REQUESTS ::
#1 Answer these questions from the MultiMap passage:
(a) What are the groups of elements formed under a secondary index's condition called?
(b) Through what pattern are memory pools for the same type shared across all MultiMap instances?
(c) What does getOrDefault return when no element equal to e exists in the MultiMap?
#2 Update the MultiMap passage from "- slice (e)" to "into the primary or secondary hash index.", changing "Inserts" to "Adds".
#3 Carry on the MultiMap passage from the point where it stops.

The hashmap used to implement the secondary indexes is almost identical to the primary hash index's hashmap with the exception that the nodes forming chains at each bucket are headers for the linked lists of elements conforming to a condition associated with the secondary index. For example, the associated condition could be that all elements with an identical field x are grouped together. These groups are called slices.

Figure 2.1 gives a simple example of the structure of the primary and secondary indexes with a handful of elements.



Figure 2.1: Example of MultiMap primary and secondary index structure.

All relation elements are allocated via an associated memory pool and stored as a linked list by the MultiMap. All other type of elements – such as bucket chain nodes – are allocated using their own associated memory pools. as an additional optimisation, memory pool for the same type are shared throughput all MultiMap instances via the singleton pattern.

To manipulate the primary and secondary hash indexes, a few basic hashmap operations are defined on them which are composed to form operations on the entire MultiMap data structure. These operations are: insert, erase, and clear. In addition, the primary hash index defines get, and secondary hash indexes define slice. These operations are implemented as they would be for a conventional hashmap, and slice is implemented almost identically to get. These are defined in greater detail below:

- get (e) Gets an element and its count from the associated primary hash index such that e and its hash are equal to the element and its hash.
- slice (e) Gets the slice of elements corresponding to the same condition satisfied by e as defined by the condition associated with the secondary hash index.
- insert (e) Inserts the element e into the primary or secondary hash index.
- erase (e) Removes the element e from the primary or secondary hash index.
- clear() Removes all elements from the primary or secondary hash index.

The MultiMap data structure's core operations are defined with respect to these operations on the primary and secondary hash indexes. For the project, the foreach and slice operations were formalised to be encapsulated by the MultiMap. The composite operations are defined in detail below:

- get (e) Gets an element equal to e if it exists in the MultiMap. Otherwise, returns NULL.
- getOrDefault (e, v) Gets an element equal to e if it exists in the MultiMap. Otherwise, returns the given default v.
- foreach(f) Applies the function f to each element in the MultiMap.
- slice(e, i, f) Applies the function f to each element of the slice corresponding to the same condition satisfied by e associated with the ith secondary index of the MultiMap.
- add (e, n) Inserts the given element e into the MultiMap's primary and secondary indexes if it does not exist, and adds n to its count.
- addOrDelOnZero (e, n) Inserts the given element e into the MultiMap's primary and secondary indexes if it does not exist, and adds n to its count. If the final count of the element is zero, then it removes it from the primary and secondary indexes.

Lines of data
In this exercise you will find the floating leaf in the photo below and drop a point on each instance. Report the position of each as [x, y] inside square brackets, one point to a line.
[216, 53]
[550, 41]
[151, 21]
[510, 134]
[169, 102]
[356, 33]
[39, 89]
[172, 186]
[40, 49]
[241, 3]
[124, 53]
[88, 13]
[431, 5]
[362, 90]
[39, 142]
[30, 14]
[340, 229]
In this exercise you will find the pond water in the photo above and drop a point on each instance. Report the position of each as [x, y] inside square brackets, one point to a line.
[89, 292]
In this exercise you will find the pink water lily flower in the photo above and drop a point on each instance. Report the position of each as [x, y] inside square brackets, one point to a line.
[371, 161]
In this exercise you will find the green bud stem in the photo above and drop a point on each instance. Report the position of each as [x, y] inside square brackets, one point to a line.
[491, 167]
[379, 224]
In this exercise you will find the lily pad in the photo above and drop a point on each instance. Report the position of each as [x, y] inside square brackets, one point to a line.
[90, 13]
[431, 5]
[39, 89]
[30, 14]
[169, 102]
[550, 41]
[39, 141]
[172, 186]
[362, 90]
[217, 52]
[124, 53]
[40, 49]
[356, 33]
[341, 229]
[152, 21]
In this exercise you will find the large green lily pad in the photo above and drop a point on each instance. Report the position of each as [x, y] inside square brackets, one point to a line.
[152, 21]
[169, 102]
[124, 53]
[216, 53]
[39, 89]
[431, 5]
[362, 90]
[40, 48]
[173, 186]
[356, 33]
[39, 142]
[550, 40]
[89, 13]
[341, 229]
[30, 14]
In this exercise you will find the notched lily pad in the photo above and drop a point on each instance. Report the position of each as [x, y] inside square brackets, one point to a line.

ANSWERS FOR THIS EXERCISE ::
#1
(a) Slices.
(b) The singleton pattern.
(c) The given default v.

#2
- slice (e) Gets the slice of elements corresponding to the same condition satisfied by e as defined by the condition associated with the secondary hash index.
- insert (e) Adds the element e into the primary or secondary hash index.

#3
- setOrDelOnZero(e, n) Inserts the given element e into the MultiMap's primary and secondary indexes if it does not exist, and sets its count to n. If the final count of the element is zero, then it removes it from the primary and secondary indexes.
- clear() Clears the underlying primary and secondary indexes of the MultiMap.

Because the MultiMap is essentially a collection of hashmaps, its operations inherit their complexities from the conventional hashmap data structure, multiplied by the number of hash indexes accessed by each operation. Appendix A presents the MultiMap's operations as pseudocode in terms of its primary\_index and secondary\_indexes. We omit foreach and clear as their implementations are trivial.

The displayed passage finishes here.